[Point labeling examples]
=-=-=
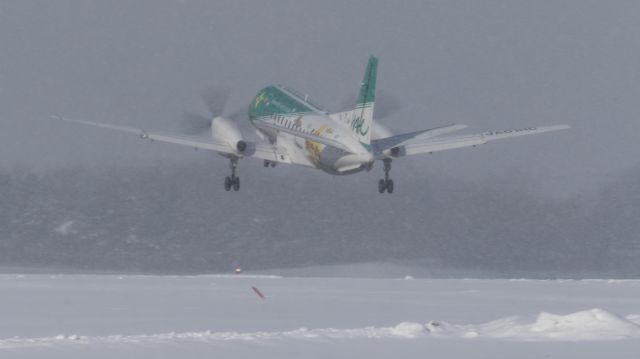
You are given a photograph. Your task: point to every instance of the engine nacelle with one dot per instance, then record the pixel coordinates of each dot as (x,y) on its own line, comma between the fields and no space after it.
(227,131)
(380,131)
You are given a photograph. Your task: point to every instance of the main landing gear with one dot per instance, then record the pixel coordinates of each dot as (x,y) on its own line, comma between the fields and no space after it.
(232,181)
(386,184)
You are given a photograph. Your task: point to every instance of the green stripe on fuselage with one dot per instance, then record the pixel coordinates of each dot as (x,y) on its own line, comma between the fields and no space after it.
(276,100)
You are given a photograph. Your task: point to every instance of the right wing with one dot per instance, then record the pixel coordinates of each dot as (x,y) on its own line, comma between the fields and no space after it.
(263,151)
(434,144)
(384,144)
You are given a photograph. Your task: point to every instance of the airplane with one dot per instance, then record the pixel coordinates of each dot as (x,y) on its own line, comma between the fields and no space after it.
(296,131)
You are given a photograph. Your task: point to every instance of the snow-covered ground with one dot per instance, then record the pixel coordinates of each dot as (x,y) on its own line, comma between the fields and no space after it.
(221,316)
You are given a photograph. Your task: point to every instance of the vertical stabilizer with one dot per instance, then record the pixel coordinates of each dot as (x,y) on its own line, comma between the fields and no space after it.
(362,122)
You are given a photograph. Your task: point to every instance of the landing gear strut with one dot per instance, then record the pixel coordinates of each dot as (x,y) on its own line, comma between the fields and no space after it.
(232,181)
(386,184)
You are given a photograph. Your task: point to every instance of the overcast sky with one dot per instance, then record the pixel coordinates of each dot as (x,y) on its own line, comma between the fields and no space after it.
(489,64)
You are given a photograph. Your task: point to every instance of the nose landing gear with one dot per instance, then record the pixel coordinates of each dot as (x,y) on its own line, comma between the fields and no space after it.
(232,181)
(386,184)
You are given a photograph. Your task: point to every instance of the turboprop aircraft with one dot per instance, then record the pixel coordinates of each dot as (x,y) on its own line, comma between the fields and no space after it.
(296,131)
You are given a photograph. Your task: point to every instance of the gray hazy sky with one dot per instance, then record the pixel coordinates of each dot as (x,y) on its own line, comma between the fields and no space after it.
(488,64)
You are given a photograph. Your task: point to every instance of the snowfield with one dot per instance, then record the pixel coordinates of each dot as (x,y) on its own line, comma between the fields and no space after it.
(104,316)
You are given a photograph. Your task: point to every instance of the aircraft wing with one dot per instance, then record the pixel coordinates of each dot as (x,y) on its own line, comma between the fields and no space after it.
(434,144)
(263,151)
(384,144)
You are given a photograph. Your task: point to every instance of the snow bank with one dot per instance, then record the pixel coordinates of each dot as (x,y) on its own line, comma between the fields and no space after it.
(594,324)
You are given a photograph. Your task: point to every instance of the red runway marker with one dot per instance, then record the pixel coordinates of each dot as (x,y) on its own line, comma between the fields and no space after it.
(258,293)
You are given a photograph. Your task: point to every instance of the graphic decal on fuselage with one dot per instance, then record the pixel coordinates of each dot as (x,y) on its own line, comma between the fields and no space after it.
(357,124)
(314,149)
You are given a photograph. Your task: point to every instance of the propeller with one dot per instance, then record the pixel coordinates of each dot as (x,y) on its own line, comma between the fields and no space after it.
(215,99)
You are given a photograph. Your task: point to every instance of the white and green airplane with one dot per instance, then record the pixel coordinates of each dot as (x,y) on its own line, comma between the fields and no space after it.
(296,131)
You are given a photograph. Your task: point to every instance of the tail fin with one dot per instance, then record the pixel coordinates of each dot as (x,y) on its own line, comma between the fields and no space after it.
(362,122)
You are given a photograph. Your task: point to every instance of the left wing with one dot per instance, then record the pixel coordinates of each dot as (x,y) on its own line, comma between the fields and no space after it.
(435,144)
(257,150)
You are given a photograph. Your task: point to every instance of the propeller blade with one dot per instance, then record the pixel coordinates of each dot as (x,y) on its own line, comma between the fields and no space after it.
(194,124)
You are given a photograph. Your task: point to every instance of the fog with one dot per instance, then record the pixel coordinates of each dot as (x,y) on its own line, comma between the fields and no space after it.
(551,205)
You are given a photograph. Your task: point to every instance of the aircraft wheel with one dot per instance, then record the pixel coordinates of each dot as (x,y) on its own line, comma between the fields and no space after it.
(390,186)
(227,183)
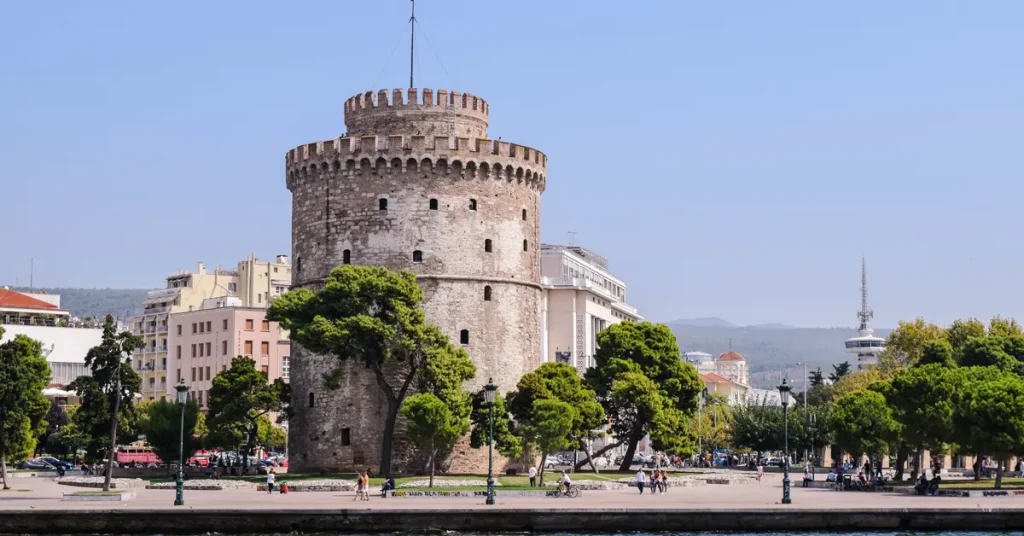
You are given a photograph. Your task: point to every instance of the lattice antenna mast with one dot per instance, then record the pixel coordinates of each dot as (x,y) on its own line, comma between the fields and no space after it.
=-=-=
## Exercise requirements:
Repeat the data in full and exactly. Omit pictures.

## Expected output:
You are given a photograph. Your task: point to every instance of the engine nacelle with one dot per instance, then record the pixel coordinates of each dot as (x,y) on its own line, comma between the fields and no space after it.
(227,131)
(380,131)
You are given a photograph. Your task: point to every instance of the main landing gear with one dot per instance, then record the pixel coordinates of each dot as (x,y) on its own line, comma between the fields and no space after it.
(232,181)
(386,184)
You are given a photograph. Your task: point to every instance of the green stripe on fuselage with one dot per instance, then record the pixel coordinates of each dot as (x,y) on its own line, comma between the fields and no space after it.
(276,100)
You are given a photograph. Your task: point to every instance of the right wing with one dot per instance, then record the pixel coordinates of each dot as (x,y) on its own line, comma between the fields and no space after it.
(263,151)
(434,144)
(384,144)
You are given a photograph. Your task: point to every instance of the airplane with one dot per instance, then record the pixel coordinates of each dot as (x,y) on its own line, comma between the fields and no space after it.
(296,131)
You are given a photograph. Your task: point to every instance of the snow-covered ground with one dot per instance, then record the pixel coordinates of each dot as (x,y) on its own line, comma between the fields and no space after it.
(221,316)
You are given a photograph. Your task: point to every instance of the vertical stabilizer with one dot per instance, then record the pixel coordinates of each dot as (x,y) on its own line, comma between the fields and no space after it.
(362,122)
You are given a photograph. Your task: point to every instance of the landing gear strut with one dot per instance, then record the pixel coordinates of each dot as (x,y) on its own line, comma between the fields and no space after it.
(232,181)
(386,184)
You are given a photograph. Your task: point to every instance of the overcast sky with one dot per instance, then record the pixel coordinates of each dot as (x,y) on its own line, comma between the fields and no space after it.
(489,64)
You are given a photograph. Your task: point to every instance of the nose landing gear with one dot per instance, then record the pixel coordinates of each dot as (x,y) on its own line, comma between the fields and no space after it.
(232,181)
(386,184)
You are given a photograph. Your task: point to every instance of the turboprop aircraft with one dot per instance, then record the pixel coordinates of each dot as (x,y) on its own line, comma between the fields and no space after it.
(296,131)
You are given a photograph. Your task: point to every instance of the gray hazy sky with one dot per instance, then record the pixel coordinates of each dot as (x,y) on its own line, comma between the fields and no space after it.
(488,64)
You are given a photograph. Your task: point to every instance of the snowfield with one dot per instance, then record the pixel coordinates of each dot as (x,y) on its own line, comma between the fields and no space after it.
(104,316)
You are given a photograph. Your task: point to every instance of the aircraft wing with one dot per instance, then record the pixel coordinates of each dot as (x,y) on its own line, comma between the fields and no space after it.
(434,144)
(263,151)
(384,144)
You are given a photograph. Your task: point to every instance of the snow bank with one dot per instance, then record the pixel coordinates of each dot as (x,y) on its own line, comma between the fields and no space after it.
(594,324)
You are given a photograph. Your task: point to every instance of the red runway marker with one dot per instance, then record the pixel coordinates of each dot as (x,y) on its own line, comma between the fields and no space after it.
(258,293)
You are given a photograph. Your task: point to every instance of the graphic decal on fuselage with one dot per instance, then record the pixel coordinates of each dot as (x,y) on its own line, comma between the fields and no space after it.
(357,124)
(314,149)
You are given a photograph. Your task: point to every instance of the propeller with one dot per instance, then record the pixel coordinates of each dot as (x,y) on its own line, comma between the fields and no space after it.
(215,99)
You are given a photograph. Your task: point to every instance of the white and green airplane with one dot per instance, then record the pixel coordinates of each dot as (x,y) on its own line, comma between the fields and no space after it.
(296,131)
You are given a photograph. Your task: point to every instance of the tail fin with one dot per instance, then record the pixel coordinates of each dot as (x,y) on its own line, comma between the fields and no space after it.
(362,122)
You are given a photograph. Your task: point to every instance of the left wing with one dot per instance, then record the pixel coordinates of each dot as (x,y) on its own line, comma between the fields and no space after it.
(435,144)
(257,150)
You are given a photograph. Your task: point to every instance of the propeller blade with one dot per instance, then record the pixel coordinates of each dot as (x,y) on its own line, comma between the fields and no space after it.
(194,124)
You are given a photograph. Your task: point to every instance of the fog with one dot per instance, then record the pixel coordinates of each dot as (x,y) on its own line, comma between the fields and no space after it.
(551,205)
You are given a photograph. Your task: point to every instance of the aircraft wheel with one dot per instance, then record the pixel coordinates of each dot as (x,y) on its own line, comma between the fields and no space after it.
(390,186)
(227,183)
You are given a photograph. Your task: point to every instance of the lattice antenna mast with one dot per instance, then record the pixel coordinates of each dot as (x,y) on its own line, comma between the fields and no space after it.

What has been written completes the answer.